━━━━━ Text passage ━━━━━
# 5x100 to 5x114.3? Searched, found nothing



## MrSavvy (Mar 21, 2011)

I didn't find a thread about this issue. I need adapters (I think?) but idk what kind.

My current ride:
MKIV GTI 1.8t (AWP)
Montreal II's, 5x100
16"x7.5"

And I'm in the process of buying a set of 5x114.3 Mercede Hartmann E5's from a guy on the forums here.
Includes hub(centric?) rings.
17x8 et36.

So, do I simply need adapters? If so, any specific size or offset?
This is my first set of non-standard rims for any car I've owned.
I appreciate the help! :beer:


----------



## MrSavvy (Mar 21, 2011)

After doing more research, I found some of the faqs here on Vortex.
Correct me if I'm wrong...
My new rims are +36et. If I bought an adapter for 5x100 to 5x114.3, which is normally +15et from what I gather... that would put my total offset at +51mm, correct? Is that too high for a MKIV GTI?
And would I have to worry about anything else? Some people in random threads on different forums have mentioned wheel bearings can go bad a lot quicker.
Thoughts, comments, or advice anyone? Any help is much appreciated.


----------



## turbo4motion (Jun 12, 2007)

MrSavvy said:


> After doing more research, I found some of the faqs here on Vortex.
> Correct me if I'm wrong...
> My new rims are +36et. If I bought an adapter for 5x100 to 5x114.3, which is normally +15et from what I gather... that would put my total offset at +51mm, correct? Is that too high for a MKIV GTI?
━━━━━
Work to do
Extend the forum thread on adapting 5x100 wheels to 5x114.3 from the point where it stops. The items that come after this are not needed.
━━━━━ Given data ━━━━━
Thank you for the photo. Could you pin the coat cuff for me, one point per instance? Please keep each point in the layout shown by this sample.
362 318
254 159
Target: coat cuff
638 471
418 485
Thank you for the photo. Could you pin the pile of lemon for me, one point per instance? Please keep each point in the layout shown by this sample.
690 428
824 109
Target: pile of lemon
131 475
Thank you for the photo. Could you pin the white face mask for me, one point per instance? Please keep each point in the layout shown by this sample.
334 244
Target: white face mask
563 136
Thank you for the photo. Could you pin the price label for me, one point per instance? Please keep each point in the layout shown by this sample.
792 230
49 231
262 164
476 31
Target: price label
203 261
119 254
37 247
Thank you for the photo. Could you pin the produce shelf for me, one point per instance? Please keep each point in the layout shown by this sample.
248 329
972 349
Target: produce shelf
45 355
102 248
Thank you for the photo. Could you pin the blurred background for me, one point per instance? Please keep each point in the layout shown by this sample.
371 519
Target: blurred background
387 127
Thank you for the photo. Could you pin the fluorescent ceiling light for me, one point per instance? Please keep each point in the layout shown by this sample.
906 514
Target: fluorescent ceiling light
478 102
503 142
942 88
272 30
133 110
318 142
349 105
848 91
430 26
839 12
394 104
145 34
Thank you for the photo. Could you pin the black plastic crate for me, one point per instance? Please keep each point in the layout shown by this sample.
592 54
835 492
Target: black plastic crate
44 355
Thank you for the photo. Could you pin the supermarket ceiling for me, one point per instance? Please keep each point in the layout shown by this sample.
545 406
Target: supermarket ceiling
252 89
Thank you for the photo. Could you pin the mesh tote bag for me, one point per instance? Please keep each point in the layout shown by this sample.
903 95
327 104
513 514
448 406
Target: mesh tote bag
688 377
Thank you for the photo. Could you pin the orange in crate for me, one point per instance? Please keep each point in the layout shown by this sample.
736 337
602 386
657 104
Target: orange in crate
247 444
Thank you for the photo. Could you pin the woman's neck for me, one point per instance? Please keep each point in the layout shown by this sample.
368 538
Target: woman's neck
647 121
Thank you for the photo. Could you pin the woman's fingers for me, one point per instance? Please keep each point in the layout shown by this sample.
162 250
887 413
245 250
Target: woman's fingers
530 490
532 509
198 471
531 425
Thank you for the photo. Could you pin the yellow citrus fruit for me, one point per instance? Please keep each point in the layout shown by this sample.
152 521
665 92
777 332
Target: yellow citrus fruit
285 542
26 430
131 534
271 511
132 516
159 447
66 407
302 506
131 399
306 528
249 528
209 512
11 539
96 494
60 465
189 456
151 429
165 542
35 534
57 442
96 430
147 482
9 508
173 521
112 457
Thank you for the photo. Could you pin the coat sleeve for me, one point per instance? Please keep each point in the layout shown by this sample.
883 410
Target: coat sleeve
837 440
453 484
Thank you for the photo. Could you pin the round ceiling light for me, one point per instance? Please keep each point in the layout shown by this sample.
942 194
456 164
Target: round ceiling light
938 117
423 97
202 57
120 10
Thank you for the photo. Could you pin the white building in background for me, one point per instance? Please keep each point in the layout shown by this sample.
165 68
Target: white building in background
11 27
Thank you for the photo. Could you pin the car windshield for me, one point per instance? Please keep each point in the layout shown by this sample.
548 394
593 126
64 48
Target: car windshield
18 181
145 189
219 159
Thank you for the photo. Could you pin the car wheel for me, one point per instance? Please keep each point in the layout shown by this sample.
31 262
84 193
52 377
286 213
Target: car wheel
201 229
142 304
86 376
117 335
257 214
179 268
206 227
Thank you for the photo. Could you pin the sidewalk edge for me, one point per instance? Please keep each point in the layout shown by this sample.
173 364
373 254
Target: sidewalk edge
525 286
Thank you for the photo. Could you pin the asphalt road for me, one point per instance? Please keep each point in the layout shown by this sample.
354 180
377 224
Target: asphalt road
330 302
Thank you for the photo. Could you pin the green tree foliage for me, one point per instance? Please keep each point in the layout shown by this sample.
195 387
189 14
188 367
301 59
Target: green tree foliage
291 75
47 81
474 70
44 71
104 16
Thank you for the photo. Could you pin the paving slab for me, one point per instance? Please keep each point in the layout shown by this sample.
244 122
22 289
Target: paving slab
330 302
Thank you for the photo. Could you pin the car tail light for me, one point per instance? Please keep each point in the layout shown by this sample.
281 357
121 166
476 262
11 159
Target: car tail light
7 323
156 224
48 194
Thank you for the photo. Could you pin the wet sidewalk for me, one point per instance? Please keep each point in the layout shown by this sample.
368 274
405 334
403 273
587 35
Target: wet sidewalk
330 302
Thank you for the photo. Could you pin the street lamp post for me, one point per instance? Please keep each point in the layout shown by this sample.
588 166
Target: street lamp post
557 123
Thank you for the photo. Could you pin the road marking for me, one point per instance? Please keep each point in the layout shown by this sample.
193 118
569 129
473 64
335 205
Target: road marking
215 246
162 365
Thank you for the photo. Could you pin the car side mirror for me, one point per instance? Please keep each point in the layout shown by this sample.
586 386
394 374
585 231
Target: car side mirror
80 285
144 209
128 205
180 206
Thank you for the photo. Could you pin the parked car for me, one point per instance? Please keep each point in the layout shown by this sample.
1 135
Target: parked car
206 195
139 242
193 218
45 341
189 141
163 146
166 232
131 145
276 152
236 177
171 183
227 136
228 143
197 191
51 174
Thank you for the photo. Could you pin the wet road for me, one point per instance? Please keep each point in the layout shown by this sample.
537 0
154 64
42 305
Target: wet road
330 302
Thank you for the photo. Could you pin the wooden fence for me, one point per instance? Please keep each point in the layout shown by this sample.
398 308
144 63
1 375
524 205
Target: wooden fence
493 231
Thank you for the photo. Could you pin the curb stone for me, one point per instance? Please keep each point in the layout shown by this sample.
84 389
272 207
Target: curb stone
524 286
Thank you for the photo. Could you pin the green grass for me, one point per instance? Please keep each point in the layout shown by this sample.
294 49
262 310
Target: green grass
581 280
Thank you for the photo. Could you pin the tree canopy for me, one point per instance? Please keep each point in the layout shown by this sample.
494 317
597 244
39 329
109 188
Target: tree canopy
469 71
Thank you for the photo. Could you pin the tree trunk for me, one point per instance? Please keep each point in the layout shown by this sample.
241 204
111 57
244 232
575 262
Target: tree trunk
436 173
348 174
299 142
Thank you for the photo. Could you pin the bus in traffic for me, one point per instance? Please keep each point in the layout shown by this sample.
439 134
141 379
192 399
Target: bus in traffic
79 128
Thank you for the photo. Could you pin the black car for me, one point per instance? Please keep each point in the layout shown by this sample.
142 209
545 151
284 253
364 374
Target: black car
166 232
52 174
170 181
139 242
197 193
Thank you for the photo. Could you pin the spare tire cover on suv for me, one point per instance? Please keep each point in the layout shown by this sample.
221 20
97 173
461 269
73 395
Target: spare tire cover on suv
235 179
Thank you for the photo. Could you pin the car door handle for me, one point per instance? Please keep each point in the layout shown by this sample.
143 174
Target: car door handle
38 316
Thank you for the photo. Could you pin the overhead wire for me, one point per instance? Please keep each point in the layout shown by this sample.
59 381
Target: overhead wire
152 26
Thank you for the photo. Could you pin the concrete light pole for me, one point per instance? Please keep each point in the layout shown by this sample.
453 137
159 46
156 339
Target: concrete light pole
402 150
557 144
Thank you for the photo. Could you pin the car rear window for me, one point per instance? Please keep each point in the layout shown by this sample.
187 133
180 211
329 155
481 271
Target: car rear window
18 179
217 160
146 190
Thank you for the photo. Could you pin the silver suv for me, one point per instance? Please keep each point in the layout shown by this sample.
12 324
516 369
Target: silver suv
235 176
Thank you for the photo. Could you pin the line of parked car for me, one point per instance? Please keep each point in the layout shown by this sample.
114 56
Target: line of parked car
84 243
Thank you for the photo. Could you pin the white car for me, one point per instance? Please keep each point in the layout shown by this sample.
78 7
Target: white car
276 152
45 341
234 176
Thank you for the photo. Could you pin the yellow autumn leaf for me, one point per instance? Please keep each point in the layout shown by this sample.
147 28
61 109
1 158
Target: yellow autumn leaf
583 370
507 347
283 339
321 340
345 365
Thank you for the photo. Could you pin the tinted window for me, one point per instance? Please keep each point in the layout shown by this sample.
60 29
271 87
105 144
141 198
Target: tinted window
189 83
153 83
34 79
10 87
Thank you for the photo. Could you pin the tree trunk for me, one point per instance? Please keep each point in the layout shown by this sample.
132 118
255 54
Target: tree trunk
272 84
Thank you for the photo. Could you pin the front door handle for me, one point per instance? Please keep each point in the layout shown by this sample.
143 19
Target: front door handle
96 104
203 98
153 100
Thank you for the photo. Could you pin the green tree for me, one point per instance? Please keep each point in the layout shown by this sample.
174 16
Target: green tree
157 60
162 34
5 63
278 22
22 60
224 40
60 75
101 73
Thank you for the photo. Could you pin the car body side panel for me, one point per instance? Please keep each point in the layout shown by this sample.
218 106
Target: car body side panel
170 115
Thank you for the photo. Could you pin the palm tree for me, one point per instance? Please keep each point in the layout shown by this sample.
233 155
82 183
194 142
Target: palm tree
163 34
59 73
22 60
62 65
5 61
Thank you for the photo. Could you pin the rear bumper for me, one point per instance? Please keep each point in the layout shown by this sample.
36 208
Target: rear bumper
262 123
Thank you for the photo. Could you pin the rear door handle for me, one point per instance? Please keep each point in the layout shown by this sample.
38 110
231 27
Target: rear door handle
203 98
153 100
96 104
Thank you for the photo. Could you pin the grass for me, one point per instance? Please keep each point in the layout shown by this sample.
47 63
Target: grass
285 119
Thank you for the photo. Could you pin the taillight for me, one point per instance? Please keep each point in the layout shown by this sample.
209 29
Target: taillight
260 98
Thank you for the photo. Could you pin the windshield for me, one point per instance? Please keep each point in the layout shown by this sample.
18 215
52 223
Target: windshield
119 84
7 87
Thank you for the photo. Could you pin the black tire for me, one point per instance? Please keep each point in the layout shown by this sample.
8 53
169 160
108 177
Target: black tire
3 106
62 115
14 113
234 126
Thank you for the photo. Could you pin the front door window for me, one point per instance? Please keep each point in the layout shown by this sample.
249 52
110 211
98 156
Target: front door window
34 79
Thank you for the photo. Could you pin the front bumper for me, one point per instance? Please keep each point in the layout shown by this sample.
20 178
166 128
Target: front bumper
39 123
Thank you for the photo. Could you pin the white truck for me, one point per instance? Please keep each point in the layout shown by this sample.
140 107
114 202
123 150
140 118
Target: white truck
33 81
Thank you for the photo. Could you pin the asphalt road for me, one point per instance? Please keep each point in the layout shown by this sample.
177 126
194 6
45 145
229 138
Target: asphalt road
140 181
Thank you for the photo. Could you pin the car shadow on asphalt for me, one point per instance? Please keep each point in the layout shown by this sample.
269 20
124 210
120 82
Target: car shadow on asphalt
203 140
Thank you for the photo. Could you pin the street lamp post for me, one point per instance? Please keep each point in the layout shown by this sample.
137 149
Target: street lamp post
━━━━━
Answer to the exercise
> And would I have to worry about anything else? Some people in random threads on different forums have mentioned wheel bearings can go bad a lot quicker.
> Thoughts, comments, or advice anyone? Any help is much appreciated.


No, your offset with the spacers will be 21. 
That'd be okay for the rear (you could probably even go with wider rear spacers), but you'd have quite a lot of poke at the front.


----------



## MrSavvy (Mar 21, 2011)

Hmm ok. So 21mm would be the amount the wheels would poke from standard position?

is there anyway to put the new lug pattern on without creating so much poke in the front?

Oh and thanks for the help

Tapatalkin

Would it be possible to just replace the front rotors with the new pattern?


----------



## MrSavvy (Mar 21, 2011)

actually that would have to be the entire front drive train wouldn't it? Surely there's an easier way to reduce front poke without doing all that...

Tapatalkin


----------



## Bork (Mar 25, 2008)

just get a 26mm adapter all around unless you want your rears to be wider...if you just make the rear adapter a bit wider...


----------



## MrSavvy (Mar 21, 2011)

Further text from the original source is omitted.